EXERCISE OBJECTIVE: Locate each of the lines below that contains the word "green", and copy those lines out.

(Entries for pointing and labeling)
<<<<

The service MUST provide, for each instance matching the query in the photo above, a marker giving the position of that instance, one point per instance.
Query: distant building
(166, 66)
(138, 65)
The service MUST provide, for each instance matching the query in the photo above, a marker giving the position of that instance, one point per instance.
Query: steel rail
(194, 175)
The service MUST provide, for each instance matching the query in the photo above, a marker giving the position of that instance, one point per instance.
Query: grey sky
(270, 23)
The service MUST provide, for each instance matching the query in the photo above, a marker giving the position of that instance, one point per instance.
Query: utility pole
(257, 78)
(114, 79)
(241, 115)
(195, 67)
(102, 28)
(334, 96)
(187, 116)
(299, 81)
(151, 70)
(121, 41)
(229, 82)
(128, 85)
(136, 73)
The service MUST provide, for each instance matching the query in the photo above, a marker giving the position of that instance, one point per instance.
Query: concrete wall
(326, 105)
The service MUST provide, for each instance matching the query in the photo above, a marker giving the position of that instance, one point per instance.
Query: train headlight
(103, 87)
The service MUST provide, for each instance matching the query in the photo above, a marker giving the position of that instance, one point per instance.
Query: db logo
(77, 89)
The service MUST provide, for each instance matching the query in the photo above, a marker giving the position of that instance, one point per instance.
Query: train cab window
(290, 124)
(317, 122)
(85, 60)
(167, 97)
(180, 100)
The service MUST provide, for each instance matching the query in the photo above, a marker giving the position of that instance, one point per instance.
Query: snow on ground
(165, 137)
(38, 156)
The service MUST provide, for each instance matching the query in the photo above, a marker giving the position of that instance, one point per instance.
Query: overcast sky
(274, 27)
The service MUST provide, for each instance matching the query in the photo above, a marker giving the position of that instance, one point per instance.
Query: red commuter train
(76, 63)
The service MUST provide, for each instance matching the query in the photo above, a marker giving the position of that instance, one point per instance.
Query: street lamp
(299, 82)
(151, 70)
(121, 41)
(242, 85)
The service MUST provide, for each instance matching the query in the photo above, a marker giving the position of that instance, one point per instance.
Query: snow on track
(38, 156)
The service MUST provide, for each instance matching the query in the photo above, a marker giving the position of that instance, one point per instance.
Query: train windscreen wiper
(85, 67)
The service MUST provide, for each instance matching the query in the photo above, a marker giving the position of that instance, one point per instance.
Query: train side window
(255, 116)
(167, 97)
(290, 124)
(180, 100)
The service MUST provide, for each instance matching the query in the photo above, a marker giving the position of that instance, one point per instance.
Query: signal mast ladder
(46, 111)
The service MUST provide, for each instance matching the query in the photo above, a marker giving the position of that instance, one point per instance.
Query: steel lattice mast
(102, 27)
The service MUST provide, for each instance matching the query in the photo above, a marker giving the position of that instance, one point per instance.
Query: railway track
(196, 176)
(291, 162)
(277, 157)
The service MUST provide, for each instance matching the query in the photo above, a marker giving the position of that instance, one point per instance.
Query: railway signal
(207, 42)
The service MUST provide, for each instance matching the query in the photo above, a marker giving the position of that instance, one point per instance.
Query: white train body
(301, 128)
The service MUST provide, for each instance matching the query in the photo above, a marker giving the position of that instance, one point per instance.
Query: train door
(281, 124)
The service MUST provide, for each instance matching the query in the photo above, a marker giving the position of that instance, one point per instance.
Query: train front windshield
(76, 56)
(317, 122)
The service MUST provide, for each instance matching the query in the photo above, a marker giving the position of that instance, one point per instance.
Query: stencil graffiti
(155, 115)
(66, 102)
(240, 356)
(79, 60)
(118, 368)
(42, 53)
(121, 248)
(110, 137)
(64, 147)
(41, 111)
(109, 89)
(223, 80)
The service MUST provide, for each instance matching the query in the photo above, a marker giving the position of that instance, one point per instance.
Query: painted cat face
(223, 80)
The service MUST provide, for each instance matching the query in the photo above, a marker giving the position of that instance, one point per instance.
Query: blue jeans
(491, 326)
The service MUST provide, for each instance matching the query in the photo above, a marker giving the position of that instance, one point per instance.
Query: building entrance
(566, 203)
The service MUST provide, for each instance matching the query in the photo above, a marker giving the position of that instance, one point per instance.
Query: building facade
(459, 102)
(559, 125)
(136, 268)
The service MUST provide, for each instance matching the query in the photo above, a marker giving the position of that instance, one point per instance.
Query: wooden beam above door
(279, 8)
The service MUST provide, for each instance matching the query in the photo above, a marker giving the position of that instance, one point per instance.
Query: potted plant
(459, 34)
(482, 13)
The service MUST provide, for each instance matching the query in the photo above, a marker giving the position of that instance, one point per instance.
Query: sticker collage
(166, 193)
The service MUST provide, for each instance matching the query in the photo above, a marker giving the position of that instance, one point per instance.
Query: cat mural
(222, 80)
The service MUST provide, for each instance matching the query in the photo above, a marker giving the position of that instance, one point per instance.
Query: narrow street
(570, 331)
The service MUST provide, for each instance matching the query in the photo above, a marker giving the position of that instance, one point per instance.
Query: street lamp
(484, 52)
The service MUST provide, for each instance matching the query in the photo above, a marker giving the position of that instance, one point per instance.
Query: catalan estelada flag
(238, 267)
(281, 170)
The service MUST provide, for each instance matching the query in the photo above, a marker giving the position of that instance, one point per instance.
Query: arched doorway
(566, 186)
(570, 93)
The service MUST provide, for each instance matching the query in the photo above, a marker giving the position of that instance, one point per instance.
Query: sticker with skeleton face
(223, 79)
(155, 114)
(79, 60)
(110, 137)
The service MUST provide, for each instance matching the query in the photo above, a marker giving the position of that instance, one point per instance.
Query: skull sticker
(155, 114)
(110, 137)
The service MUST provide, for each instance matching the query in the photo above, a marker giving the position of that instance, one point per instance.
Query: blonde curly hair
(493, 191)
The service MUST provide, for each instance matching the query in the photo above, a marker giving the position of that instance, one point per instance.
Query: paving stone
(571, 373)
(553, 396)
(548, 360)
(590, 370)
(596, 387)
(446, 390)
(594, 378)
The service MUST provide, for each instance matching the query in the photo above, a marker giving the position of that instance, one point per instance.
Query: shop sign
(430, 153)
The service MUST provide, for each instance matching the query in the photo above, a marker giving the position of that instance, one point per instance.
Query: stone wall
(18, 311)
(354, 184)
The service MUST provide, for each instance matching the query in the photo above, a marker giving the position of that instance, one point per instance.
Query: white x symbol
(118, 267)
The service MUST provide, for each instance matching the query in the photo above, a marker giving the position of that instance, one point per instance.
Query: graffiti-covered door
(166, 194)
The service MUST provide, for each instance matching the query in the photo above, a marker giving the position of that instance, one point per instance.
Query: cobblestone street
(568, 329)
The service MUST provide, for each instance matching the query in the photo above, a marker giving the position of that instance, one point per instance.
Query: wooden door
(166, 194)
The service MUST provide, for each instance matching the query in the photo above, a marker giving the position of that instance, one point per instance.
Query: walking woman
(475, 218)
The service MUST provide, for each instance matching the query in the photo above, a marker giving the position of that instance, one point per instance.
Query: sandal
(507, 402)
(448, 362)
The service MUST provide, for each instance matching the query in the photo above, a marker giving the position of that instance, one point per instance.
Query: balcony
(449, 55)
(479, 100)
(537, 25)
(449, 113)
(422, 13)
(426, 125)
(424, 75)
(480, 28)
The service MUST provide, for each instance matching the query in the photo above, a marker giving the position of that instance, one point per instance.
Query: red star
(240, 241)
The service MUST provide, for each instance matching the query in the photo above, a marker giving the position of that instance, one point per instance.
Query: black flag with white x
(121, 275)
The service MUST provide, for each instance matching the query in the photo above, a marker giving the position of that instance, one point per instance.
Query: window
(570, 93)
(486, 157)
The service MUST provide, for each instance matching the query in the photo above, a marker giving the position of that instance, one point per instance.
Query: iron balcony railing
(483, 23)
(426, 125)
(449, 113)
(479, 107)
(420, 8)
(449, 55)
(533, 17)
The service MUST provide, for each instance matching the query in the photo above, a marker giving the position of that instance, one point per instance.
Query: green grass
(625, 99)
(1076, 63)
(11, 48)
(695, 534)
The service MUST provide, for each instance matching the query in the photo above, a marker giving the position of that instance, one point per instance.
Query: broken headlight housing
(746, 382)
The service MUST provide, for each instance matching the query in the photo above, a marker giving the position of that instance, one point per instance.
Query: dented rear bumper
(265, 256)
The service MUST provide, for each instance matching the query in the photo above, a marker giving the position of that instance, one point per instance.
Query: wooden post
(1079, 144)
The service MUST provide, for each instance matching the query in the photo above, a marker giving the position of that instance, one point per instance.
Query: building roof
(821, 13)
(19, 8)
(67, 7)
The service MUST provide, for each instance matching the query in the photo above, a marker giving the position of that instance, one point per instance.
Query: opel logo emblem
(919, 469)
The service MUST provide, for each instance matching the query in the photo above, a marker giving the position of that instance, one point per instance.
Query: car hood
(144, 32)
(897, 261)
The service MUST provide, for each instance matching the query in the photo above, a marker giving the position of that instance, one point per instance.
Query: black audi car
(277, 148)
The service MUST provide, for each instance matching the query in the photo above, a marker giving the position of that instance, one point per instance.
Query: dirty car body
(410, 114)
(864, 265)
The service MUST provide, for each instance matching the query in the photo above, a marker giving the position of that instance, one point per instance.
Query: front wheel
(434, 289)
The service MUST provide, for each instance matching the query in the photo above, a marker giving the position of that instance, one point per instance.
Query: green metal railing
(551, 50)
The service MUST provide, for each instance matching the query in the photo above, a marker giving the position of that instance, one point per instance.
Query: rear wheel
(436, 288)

>>>>

COMPLETE ANSWER:
Query: green grass
Query: green metal railing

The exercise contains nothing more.